- **Short problem**:
Show every line of the records that contains the word "railing", matching its case exactly.

★ ★ ★ ★

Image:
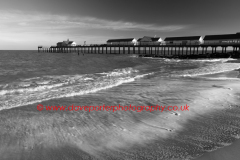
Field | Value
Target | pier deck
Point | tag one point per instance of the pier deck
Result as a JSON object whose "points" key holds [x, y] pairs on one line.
{"points": [[177, 51]]}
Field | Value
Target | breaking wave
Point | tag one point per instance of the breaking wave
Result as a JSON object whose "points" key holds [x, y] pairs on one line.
{"points": [[38, 89]]}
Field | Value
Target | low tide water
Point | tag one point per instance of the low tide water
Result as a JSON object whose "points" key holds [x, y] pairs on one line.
{"points": [[210, 87]]}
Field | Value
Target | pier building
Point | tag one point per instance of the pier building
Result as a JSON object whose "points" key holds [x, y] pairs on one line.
{"points": [[191, 40], [149, 41], [222, 39], [126, 41]]}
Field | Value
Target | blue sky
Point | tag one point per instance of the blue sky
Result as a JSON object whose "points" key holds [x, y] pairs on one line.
{"points": [[25, 24]]}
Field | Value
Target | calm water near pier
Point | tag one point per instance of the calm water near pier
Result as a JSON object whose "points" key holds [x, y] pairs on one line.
{"points": [[210, 87]]}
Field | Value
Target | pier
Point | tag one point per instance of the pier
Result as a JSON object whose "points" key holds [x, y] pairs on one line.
{"points": [[168, 51]]}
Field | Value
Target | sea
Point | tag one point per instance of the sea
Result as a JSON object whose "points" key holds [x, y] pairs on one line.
{"points": [[201, 99]]}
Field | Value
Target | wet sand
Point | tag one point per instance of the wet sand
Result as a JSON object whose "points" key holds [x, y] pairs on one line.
{"points": [[226, 153]]}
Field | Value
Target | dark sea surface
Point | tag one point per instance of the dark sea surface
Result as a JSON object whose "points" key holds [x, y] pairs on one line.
{"points": [[210, 87]]}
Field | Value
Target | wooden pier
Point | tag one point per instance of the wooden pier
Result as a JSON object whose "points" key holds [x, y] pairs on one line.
{"points": [[175, 51]]}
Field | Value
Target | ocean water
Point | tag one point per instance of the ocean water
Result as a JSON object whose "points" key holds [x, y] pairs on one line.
{"points": [[210, 87]]}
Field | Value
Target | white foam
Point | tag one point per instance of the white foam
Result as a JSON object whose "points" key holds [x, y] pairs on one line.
{"points": [[67, 86], [211, 69]]}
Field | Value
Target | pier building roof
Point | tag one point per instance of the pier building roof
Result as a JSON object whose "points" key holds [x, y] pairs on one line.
{"points": [[223, 36], [182, 38], [121, 40], [148, 39]]}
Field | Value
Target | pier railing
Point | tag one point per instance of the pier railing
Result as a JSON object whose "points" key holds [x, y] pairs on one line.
{"points": [[149, 50]]}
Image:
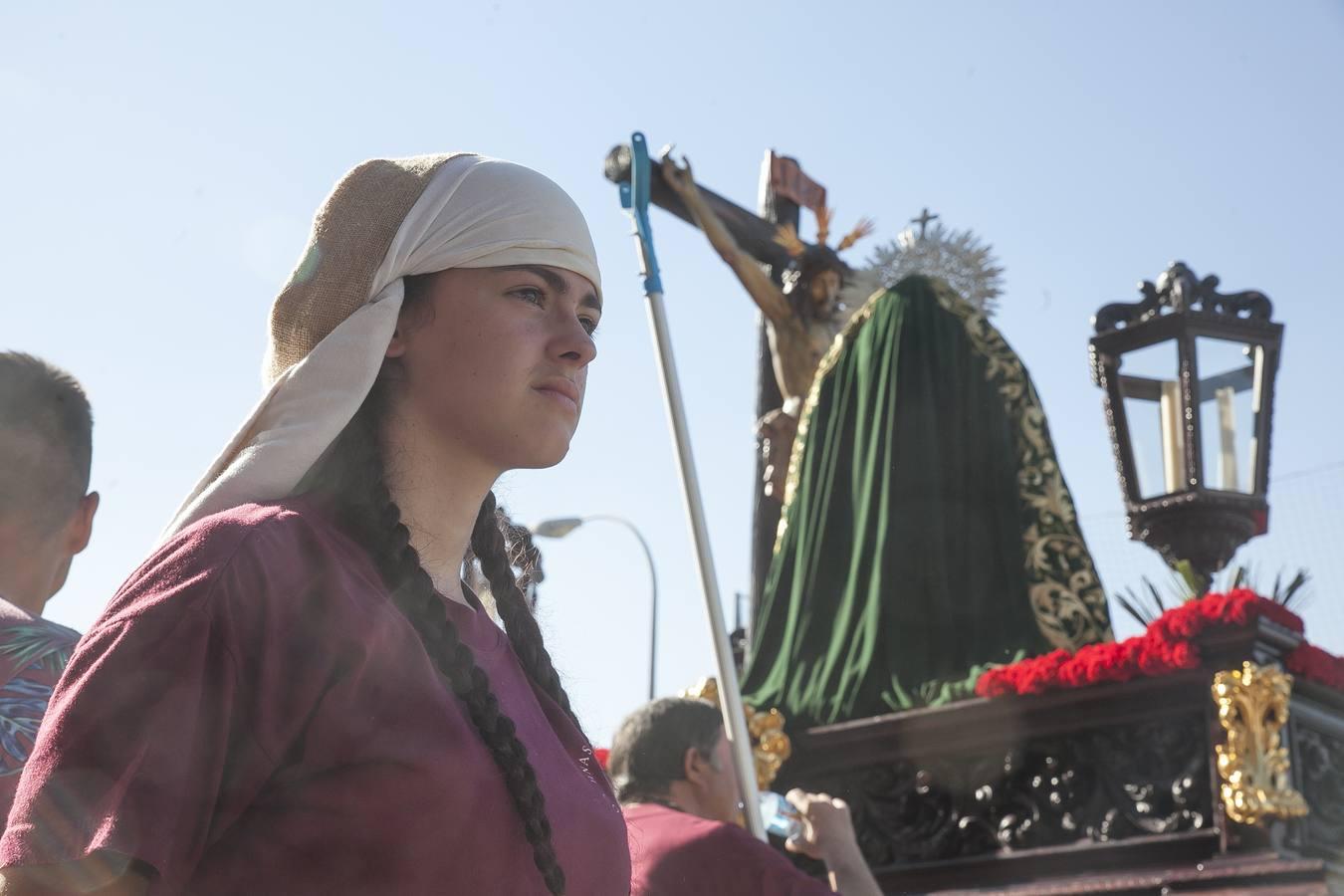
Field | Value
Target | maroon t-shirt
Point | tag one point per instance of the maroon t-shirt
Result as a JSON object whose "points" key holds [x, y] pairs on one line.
{"points": [[252, 715], [675, 853]]}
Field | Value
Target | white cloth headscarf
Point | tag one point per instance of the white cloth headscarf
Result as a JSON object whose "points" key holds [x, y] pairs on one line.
{"points": [[473, 212]]}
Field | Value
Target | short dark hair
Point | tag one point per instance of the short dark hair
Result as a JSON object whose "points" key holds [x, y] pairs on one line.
{"points": [[648, 751], [46, 441]]}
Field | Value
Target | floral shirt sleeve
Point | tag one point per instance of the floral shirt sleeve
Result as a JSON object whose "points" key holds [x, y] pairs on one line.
{"points": [[33, 654]]}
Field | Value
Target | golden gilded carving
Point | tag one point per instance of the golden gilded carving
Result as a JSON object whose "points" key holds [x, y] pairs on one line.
{"points": [[771, 747], [1252, 766]]}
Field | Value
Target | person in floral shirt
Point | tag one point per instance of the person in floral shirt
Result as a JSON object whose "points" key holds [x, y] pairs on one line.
{"points": [[46, 518]]}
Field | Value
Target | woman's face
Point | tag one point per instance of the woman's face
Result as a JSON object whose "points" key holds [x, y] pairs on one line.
{"points": [[495, 361]]}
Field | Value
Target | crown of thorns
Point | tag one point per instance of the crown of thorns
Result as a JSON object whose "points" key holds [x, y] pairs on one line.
{"points": [[787, 234]]}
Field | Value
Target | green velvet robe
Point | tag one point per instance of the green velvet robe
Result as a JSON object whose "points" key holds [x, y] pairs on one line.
{"points": [[926, 528]]}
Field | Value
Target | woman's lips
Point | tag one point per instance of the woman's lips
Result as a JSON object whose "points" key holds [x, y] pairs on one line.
{"points": [[564, 394]]}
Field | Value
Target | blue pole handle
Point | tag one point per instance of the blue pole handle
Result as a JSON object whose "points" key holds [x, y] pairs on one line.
{"points": [[634, 198]]}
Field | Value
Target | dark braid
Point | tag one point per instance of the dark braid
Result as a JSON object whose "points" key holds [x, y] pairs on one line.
{"points": [[352, 477], [523, 631]]}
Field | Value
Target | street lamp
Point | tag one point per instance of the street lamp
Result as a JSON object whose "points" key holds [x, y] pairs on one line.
{"points": [[560, 527], [1189, 391]]}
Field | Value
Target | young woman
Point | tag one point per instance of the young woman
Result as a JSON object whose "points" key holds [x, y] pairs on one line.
{"points": [[296, 693]]}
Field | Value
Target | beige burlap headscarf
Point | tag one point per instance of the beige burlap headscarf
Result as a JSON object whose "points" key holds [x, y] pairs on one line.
{"points": [[330, 327]]}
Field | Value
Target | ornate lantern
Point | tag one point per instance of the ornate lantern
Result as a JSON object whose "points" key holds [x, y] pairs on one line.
{"points": [[1189, 380]]}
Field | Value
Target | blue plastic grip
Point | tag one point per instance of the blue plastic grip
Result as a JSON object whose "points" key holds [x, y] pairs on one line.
{"points": [[634, 196]]}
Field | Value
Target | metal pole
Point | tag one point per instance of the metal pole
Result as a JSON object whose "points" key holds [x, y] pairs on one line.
{"points": [[636, 196], [653, 587], [730, 692]]}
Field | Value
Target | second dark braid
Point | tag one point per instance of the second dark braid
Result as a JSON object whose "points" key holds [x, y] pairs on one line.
{"points": [[413, 591], [519, 622]]}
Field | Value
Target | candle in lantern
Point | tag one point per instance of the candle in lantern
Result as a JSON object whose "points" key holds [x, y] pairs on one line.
{"points": [[1228, 437], [1174, 437]]}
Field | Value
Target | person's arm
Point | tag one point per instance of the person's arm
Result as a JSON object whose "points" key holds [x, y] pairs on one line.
{"points": [[91, 876], [828, 834], [761, 288]]}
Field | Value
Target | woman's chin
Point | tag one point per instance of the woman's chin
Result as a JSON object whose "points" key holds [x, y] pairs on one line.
{"points": [[542, 454]]}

★ ★ ★ ★

- **Result of this exercise**:
Target | pier railing
Point | tag one point per instance of the pier railing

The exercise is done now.